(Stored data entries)
* * *
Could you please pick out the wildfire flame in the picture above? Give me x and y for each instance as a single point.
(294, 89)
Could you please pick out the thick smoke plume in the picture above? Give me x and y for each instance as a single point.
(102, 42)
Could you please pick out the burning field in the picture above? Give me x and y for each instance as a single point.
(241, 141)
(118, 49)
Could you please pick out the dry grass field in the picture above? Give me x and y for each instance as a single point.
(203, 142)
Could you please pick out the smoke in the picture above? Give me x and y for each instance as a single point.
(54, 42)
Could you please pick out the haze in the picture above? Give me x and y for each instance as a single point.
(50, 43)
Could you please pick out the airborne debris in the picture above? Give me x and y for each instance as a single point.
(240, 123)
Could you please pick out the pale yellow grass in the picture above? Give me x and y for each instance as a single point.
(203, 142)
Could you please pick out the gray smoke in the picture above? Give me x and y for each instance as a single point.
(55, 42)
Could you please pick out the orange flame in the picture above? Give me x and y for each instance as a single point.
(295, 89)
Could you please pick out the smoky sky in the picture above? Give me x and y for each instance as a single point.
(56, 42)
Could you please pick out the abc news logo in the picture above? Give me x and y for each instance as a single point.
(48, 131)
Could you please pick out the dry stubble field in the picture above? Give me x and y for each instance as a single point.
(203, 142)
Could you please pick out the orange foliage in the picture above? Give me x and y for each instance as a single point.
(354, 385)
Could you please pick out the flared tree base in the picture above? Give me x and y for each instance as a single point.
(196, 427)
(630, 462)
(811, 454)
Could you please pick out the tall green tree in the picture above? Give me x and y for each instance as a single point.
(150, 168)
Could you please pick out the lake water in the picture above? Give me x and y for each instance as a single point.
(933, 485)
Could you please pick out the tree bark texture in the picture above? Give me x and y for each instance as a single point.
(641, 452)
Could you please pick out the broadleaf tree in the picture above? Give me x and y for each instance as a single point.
* * *
EXERCISE: Exact copies of all the entries above should be returned.

REPLY TO THE EXERCISE:
Could you please pick out the wildfire flame in the picture above? Give me x and y for each instance as a single point.
(294, 89)
Could you please pick out the thick smoke plume in the picture above? Give me x and y for each instance as a single point.
(102, 42)
Could you please pick out the burning field in the picture above? Give me x and y for each instance as a single point.
(241, 141)
(118, 49)
Could you please pick out the dry grass field in the picture above? Give me x and y for each instance as a single point.
(203, 142)
Could you please pick out the smoke in the picture above? Give me x and y for each instance as a single point.
(54, 42)
Could you please pick out the haze in the picture above? Give me x and y for each instance as a single point.
(50, 43)
Could you please pick out the airborne debris in the picture above? Give me x and y for each instance as a single point.
(240, 123)
Could you please pick out the pale yellow grass in the picture above? Give me x and y for each instance as a single point.
(203, 142)
Could you please pick out the gray smoke in the picture above? Give me x and y for each instance as a single point.
(55, 42)
Could you please pick out the orange flame in the picture above? Give me x and y for each instance as a single point.
(295, 89)
Could you please pick out the smoky sky in the picture above? Give me x and y for each instance as a single point.
(56, 42)
Could you please pick out the abc news logo in the picture above? Give me x and y for each instance as a single point.
(48, 131)
Could you please pick out the dry stubble field in the picture above? Give me x and y for each instance as a single point.
(203, 142)
Could you please pick out the orange foliage in the picture above? Give me x and y for each instance as a single point.
(354, 385)
Could you please pick out the flared tree base in the picture above? Give me x and y for each instance as a single point.
(196, 427)
(630, 462)
(811, 454)
Could you please pick out the tall green tree in the picture above? Give me x and y for each instance as a single point.
(150, 168)
Could you please pick out the lake water in the picture above? Give me x and y for each instance as a single point.
(933, 485)
Could you please pick out the tree bark texture in the picture above? Give me x and y for each instance as a single point.
(641, 452)
Could you please pick out the broadleaf tree in the picture above? Give me x and y for each instance as a single point.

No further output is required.